Excerto do documento →
'''

Sei lá... Quase 40. Sobretudo em Lisboa corria muito bem, era uma escola muito diferente da João Afonso, em que consegui fazer coisas divertidíssimas com os alunos. Aliás os meus alunos ganhavam sempre os primeiros prémios. Inclusive, no ano das comemorações de não sei quantos anos do Santo António eles conseguiram, a nível nacional, ganhar o primeiro prémio.
Já damos esse salto para a frente, outra vez para Lisboa, mas deixe-me perguntar-lhe primeiro como foi o 25 de Abril para si… Era professora na João Afonso e eis que eclode a revolução…
Nos Trabalhos Manuais havia um dia em que se tinha de fazer culinária. Culinária era estúpido fazer num dia… Eu dava a volta à coisa – um prato em que cada pessoa pudesse trazer um bocadinho de qualquer coisa e eu pudesse fazer um prato. Eu lembrei-me de fazer rissóis – cada um trazia um bocadinho de farinha ou assim... Eles faziam o almoço comigo e depois convidavam os professores para vir almoçar com eles. Depois tínhamos de arrumar a cozinha etc e só sairiam por volta das 4 da tarde. O Artur nessa altura trabalhava no CETA [Círculo Experimental de Teatro de Aveiro]… Nós tínhamos chegado a casa e ouvimos “Depois do adeus” e depois a “Grândola”. Não estávamos habituados a ouvir essas coisas na rádio… Foi um bocadinho complicado… Mas estávamos tão habituados a que não sucedesse nada que achámos que não tinha sucedido nada. De manhã levantei-me a correr, para arranjar a miúda. Ela na altura ficava em casa dos meus pais e eu tive muito medo… Eu fui para as aulas sem saber e só quando estava na escola é que me apercebi. Não havia telefone na escola e fui aos serviços da Câmara, que eram em frente, telefonar ao Artur, para as cervejas, para ele ir buscar a Ágata, porque eu não sabia o que ia suceder e os meus pais eram vulneráveis – o meu pai era da Legião, da Mocidade, da União Nacional e de outras coisas quejandas. Por outro lado, eu estava presa porque tinha de tomar conta dos miúdos. Entretanto já havia notícias… Tive de pegar nos miúdos até aos transportes deles, os pais começaram a vir buscar os filhos… Mas ainda fiquei com alguns… Mas não se sabia bem o que se estava a passar…
Como é que o seu pai, tão afeto ao regime, reagiu a esses acontecimentos?

'''

Material fornecido →
'''

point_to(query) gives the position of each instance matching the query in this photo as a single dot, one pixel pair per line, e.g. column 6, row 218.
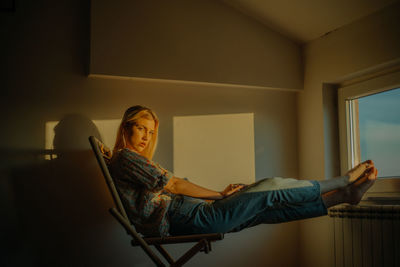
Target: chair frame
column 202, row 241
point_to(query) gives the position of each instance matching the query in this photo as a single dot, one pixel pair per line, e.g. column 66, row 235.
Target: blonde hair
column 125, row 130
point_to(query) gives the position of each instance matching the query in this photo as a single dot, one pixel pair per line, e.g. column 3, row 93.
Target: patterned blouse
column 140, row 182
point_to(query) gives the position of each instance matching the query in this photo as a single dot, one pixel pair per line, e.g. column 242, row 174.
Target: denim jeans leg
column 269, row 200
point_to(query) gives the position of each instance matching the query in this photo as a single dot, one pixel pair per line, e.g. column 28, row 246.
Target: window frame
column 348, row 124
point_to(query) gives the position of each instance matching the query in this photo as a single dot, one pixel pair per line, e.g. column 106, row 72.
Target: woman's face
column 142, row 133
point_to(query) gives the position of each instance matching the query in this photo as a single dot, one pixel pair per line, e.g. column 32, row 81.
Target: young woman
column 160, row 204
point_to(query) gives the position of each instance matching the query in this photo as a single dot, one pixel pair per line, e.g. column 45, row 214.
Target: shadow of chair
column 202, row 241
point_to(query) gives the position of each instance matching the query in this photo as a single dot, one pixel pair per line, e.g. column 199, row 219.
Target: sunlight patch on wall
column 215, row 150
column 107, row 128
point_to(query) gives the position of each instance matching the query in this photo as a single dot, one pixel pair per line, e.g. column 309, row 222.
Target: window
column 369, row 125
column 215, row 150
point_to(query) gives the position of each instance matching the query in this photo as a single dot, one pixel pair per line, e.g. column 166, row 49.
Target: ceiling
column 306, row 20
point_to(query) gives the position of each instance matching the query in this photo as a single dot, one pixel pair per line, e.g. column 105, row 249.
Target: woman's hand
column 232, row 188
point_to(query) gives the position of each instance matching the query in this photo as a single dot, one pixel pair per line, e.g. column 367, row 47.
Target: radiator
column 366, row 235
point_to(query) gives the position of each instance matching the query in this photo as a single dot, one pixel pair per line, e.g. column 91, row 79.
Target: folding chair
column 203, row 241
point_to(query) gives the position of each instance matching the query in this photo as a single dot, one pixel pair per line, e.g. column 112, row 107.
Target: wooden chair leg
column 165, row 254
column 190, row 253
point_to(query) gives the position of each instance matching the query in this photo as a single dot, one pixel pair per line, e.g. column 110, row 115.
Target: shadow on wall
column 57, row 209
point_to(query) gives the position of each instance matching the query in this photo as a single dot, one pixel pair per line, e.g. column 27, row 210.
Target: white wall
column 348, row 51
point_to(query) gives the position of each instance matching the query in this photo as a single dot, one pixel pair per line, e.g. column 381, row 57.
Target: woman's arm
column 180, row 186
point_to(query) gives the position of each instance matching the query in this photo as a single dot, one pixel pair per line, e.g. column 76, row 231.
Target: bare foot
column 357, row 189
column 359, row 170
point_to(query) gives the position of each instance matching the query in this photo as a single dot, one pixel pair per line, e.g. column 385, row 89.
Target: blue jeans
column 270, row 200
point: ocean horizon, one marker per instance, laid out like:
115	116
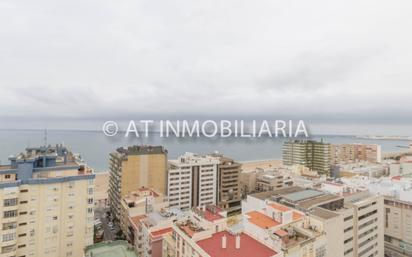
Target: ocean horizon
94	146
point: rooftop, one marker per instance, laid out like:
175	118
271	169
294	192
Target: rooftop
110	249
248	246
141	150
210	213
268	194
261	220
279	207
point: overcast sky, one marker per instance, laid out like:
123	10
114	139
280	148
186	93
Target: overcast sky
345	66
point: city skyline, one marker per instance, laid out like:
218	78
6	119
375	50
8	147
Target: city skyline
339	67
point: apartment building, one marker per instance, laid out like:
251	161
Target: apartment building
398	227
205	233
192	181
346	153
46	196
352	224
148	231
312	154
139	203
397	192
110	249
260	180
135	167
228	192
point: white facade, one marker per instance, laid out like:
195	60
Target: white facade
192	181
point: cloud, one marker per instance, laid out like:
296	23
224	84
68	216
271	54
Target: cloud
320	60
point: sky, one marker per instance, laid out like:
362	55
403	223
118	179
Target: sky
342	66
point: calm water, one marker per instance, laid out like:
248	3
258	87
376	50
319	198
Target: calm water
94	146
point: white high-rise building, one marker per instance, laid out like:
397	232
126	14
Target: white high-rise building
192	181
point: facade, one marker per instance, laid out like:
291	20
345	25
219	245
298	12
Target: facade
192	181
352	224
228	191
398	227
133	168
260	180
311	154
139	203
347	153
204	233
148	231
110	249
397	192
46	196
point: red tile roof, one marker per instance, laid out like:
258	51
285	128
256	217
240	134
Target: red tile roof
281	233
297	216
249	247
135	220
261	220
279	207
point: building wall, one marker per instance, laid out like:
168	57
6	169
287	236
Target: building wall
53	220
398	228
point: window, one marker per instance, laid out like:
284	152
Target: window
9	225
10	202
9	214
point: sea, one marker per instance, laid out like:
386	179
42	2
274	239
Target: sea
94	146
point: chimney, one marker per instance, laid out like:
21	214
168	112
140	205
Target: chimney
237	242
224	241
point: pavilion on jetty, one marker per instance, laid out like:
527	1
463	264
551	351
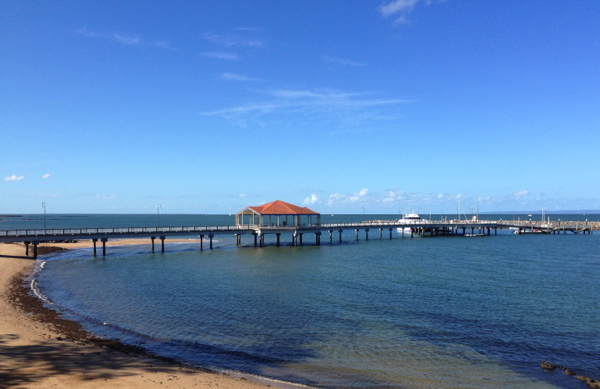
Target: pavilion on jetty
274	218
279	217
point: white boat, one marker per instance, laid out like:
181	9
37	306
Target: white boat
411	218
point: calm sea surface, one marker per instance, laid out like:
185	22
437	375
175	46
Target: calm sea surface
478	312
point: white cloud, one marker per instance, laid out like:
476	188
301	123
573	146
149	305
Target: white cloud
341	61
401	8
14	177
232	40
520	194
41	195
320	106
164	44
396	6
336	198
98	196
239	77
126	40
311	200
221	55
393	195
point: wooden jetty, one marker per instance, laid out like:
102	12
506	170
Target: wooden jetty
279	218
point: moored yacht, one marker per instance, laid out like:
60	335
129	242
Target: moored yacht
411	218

'''

Tarefa →
Segundo o excerto do documento, que prato a entrevistada se lembrou de fazer com os alunos no dia de culinária dos Trabalhos Manuais?

Resultado da tarefa →
Rissóis.